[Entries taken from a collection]
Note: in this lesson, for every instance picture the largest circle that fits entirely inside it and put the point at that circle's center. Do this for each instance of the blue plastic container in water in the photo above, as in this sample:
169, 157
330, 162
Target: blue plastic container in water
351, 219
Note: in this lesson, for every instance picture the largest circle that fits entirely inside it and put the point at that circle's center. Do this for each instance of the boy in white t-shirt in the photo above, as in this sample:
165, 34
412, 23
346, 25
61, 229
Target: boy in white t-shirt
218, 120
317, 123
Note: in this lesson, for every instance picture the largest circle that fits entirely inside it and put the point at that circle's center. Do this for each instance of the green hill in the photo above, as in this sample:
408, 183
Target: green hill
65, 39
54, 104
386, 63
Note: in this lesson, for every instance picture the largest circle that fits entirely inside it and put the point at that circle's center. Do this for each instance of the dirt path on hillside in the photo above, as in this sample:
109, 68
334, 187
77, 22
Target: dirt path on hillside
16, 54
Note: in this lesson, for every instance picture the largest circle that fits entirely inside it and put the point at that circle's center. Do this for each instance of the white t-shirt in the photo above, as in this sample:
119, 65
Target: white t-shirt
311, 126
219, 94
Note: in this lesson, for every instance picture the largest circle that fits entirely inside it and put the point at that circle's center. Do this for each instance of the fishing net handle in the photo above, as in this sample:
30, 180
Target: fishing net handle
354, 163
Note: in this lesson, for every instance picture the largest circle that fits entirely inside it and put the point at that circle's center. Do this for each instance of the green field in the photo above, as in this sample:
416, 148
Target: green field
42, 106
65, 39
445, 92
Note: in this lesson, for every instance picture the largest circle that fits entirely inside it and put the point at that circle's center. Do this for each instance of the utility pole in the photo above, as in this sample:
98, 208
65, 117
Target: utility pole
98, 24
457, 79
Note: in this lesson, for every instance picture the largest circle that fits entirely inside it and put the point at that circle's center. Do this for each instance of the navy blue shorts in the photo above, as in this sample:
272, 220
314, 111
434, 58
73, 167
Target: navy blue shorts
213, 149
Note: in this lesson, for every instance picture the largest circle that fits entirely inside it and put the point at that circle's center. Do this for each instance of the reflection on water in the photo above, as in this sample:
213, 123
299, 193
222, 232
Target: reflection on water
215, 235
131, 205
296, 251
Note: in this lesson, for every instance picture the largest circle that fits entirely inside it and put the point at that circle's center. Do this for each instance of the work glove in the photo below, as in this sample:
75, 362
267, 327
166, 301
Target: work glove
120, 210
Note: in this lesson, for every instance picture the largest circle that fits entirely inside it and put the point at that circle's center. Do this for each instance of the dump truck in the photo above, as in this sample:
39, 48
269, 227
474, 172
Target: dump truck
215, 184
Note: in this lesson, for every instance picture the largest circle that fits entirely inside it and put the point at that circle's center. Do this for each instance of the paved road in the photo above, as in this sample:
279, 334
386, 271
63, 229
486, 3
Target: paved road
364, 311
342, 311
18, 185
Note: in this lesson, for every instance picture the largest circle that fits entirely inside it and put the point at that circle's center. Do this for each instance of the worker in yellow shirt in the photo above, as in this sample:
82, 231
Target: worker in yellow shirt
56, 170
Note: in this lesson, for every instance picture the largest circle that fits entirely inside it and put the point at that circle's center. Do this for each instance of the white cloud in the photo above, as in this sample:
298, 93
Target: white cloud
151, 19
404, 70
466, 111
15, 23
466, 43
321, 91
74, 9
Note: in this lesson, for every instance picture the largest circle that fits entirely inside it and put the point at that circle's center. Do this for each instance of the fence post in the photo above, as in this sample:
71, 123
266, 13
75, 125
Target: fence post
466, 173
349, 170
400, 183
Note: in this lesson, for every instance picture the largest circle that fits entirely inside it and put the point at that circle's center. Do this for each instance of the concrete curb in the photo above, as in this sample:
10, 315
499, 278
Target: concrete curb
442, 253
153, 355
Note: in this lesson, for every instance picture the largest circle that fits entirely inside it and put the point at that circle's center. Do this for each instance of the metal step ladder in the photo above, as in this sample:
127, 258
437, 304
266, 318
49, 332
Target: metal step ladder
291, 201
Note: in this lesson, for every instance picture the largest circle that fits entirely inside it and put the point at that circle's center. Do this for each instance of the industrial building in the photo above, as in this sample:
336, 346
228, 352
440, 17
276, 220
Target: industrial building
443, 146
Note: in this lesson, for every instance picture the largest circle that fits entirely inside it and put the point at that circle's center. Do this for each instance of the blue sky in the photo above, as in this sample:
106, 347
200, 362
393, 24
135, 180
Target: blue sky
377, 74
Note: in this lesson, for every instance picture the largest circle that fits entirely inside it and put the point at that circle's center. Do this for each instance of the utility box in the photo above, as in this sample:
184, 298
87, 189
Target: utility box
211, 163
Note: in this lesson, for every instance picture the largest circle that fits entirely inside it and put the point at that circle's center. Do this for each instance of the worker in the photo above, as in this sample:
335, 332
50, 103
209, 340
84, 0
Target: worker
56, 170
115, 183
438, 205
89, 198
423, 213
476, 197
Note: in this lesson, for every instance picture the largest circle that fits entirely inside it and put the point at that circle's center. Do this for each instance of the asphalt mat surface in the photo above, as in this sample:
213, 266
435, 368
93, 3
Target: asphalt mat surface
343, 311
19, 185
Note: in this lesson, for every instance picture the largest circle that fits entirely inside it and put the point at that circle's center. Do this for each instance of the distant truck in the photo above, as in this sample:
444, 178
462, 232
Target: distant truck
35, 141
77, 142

■ **Exercise directions**
Each line of the material must be restated exactly.

■ **Response to this exercise**
Note: in this lesson, for every instance picture the largest circle that fits entirely inside it and put the point at that circle's center. Do this for each instance of the blue plastic container in water in the photo above, as in this sample:
169, 157
330, 162
Target: blue plastic container in water
351, 219
Note: in this lesson, for every instance picture the largest circle that fits entirely inside it and put the point at that circle's center. Do this for each instance of the boy in white t-shirt in the photo above, as in this sample:
165, 34
412, 23
346, 25
61, 229
Target: boy in white t-shirt
218, 120
317, 123
Note: in this lesson, for every instance picture the largest circle that fits entirely inside it and put the point at that circle's center. Do this for each instance of the green hill in the photo above, as in this sample:
408, 183
Target: green hill
65, 39
54, 104
386, 63
Note: in this lesson, for every instance picture the largest circle that fits entirely inside it and put the point at that circle's center. Do this for each instance of the dirt path on hillside in the photo above, as in this sample:
109, 68
334, 187
77, 22
Target: dirt path on hillside
16, 54
Note: in this lesson, for every instance picture the largest circle that fits entirely inside it and put the point at that circle's center. Do this for each instance of the white t-shirt in the photo above, as in this sample:
119, 65
Target: white t-shirt
311, 126
219, 94
Note: in this lesson, for every instance picture the largest circle that fits entirely inside it and put the point at that circle's center. Do this for each instance of the fishing net handle in the photo above, as in this sample:
30, 180
Target: fishing net handle
354, 163
Note: in this lesson, for every instance picture the largest circle that fits entirely inside it and put the point at that circle's center. Do this for each instance of the green field in the photo above, as in this sample:
416, 148
Target: green field
42, 106
65, 39
445, 92
Note: in this lesson, for every instance picture the largest circle that fits entirely inside it and put the point at that circle's center. Do this for each instance of the utility pole in the photo above, as in this sample:
98, 208
65, 117
Target: utility pole
98, 24
457, 79
Note: in this lesson, for every instance picture the largest circle that fits entirely inside it and put the point at that circle's center. Do this for each instance of the navy blue shorts in the photo above, as in this sample:
272, 220
314, 111
434, 58
73, 167
Target: navy blue shorts
213, 149
Note: in this lesson, for every instance picture the largest circle that fits entirely inside it and put the point at that circle's center. Do this for each instance of the reflection on water in the photo above, as in this sample:
213, 123
299, 193
222, 232
Target: reflection on water
215, 235
131, 205
296, 251
Note: in this lesson, for every instance picture the largest circle that fits entirely inside it and put the point at that circle's center. Do this for each instance of the work glove in the photo below, as in this sample:
75, 362
267, 327
166, 301
Target: work glove
120, 210
Note: in this lesson, for every instance picture the largest circle that fits entirely inside it and put the point at that circle's center. Do this for each instance of the dump truck in the photo above, as in this sample:
39, 48
269, 227
474, 172
Target: dump truck
215, 184
Note: in this lesson, for every instance picture the largest circle that fits entirely inside it and put the point at that circle's center. Do this for each instance of the paved road in the photo above, as in this sample:
279, 334
386, 271
63, 229
486, 3
Target: paved road
364, 311
342, 311
18, 185
Note: in this lesson, for every instance picture the largest circle that fits entirely inside it and put the point at that circle's center. Do this for each instance of the worker in yellow shirt in the photo above, as in this sample:
82, 231
Target: worker in yellow shirt
56, 170
Note: in this lesson, for every instance picture the largest circle that fits entirely inside it and put the point at that circle's center. Do this for each instance of the white cloud in the photo above, as in this sample:
298, 93
Target: white cloud
151, 19
404, 70
466, 111
15, 23
466, 43
321, 91
74, 9
Note: in this lesson, for every instance picture the largest circle that fits entirely inside it and put the point at that circle's center. Do this for each instance of the fence post in the photo above, as in this sample:
71, 123
266, 13
75, 125
Target: fence post
466, 173
349, 170
400, 183
Note: in this lesson, for every instance picture the largest circle that fits entirely inside it and put the point at that circle's center. Do this for each instance of the concrete curb in the photo above, as in this sample:
10, 315
499, 278
Target: concrete curb
442, 253
153, 355
Note: in this lesson, for every instance picture the largest circle that fits entirely inside it and put the point at that circle's center. Do this for each instance of the metal step ladder in the photo above, as in this sample:
127, 258
437, 304
266, 318
49, 332
Target: metal step ladder
291, 201
Note: in this lesson, for every instance picture the largest circle that fits entirely inside it and put the point at that circle's center. Do this for each instance of the industrial building in the photo above, as in this sample:
336, 346
228, 352
440, 17
276, 220
Target: industrial building
443, 146
Note: in this lesson, for every instance picture the largest circle that fits entirely inside it and put the point at that circle's center. Do this for each instance of the blue sky in the photo above, as in this sample:
106, 347
200, 362
393, 24
135, 180
Target: blue sky
377, 74
Note: in this lesson, for every instance picture the largest circle that fits entirely inside it and put the point at that circle's center. Do this for each instance of the utility box in the photo above, as in this sample:
184, 298
87, 189
Target: utility box
211, 163
Note: in this lesson, for every instance picture the largest circle that fits entirely inside it and put the point at that circle's center. Do this for each instance of the worker in the photo above, as in this sample:
335, 332
50, 103
209, 340
84, 0
Target: worker
56, 170
115, 183
438, 205
89, 198
423, 213
476, 197
Note: in this lesson, for every instance picture the largest circle that fits entirely inside it and put the point at that circle's center. Do this for each instance of the asphalt mat surface in the photo above, as in this sample:
213, 266
435, 368
93, 3
Target: asphalt mat surface
343, 311
19, 185
Note: in this lesson, for every instance picture the largest circle that fits entirely inside it and put the point at that circle's center. Do this for each instance of the distant truck in the photo above, as in this sample:
444, 178
462, 232
Target: distant truck
35, 141
77, 142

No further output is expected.